Data Protection and RAID

Rapid data growth, a greater emphasis on operational risk and developments in storage hardware are conspiring to question the suitability of some traditional data protection solutions to deal with evolving needs. Against this background, a blend of approaches is required to effectively manage data-related risks going forward.

Increased pressure on data protection and recovery

You probably don’t need reminding of the ever-increasing amount of data that’s currently generated across your organisation on a daily basis. This includes structured data from core business applications, along with documents and objects that are more unstructured in nature arising from the use of office tools, communication and collaboration systems, creative solutions, and so on. Throw cloud services into the mix and the chances are that your storage systems are starting to feel the pressure.

To make matters worse, expectations across your business are also undoubtedly rising. Users nowadays consider pretty much all forms of data to be ‘business critical’. They expect you to look after it and make sure it’s available on a 24 x 7 basis. In the unfortunate event of it going off-line for some reason, they want their data back and accessible in the shortest possible time.

As a result of all this, within IT you are almost certainly having to place a higher degree of emphasis on availability and recovery today than you have done in the past. At the same time, traditional approaches to data protection may not be serving you as well as they used to, and RAID technology in particular is increasingly falling into this category. In the remainder of this document we will explore why this is the case, and look at ways to overcome the challenges.

Traditional RAID is falling short

Almost all organisations use some form of RAID somewhere in their infrastructure to protect data held on hard disk drives. It can be implemented in various ways that each have their pros and cons, but the basic idea underpinning all RAID systems is the spreading of redundant data across multiple drives to prevent data loss and ensure continuity of service if a disk fails. When this happens, protection is reinstated automatically while the system is still running once a replacement disk is installed.

SUPPLIED INFORMATION:
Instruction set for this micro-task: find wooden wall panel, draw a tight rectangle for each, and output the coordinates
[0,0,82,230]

TASK DESCRIPTION: From the text on data protection and RAID, copy out word for word the passage that starts with "Data Protection and RAID" and ends with "risks going forward.".

WRITTEN RESPONSE:
Data Protection and RAID

Rapid data growth, a greater emphasis on operational risk and developments in storage hardware are conspiring to question the suitability of some traditional data protection solutions to deal with evolving needs. Against this background, a blend of approaches is required to effectively manage data-related risks going forward.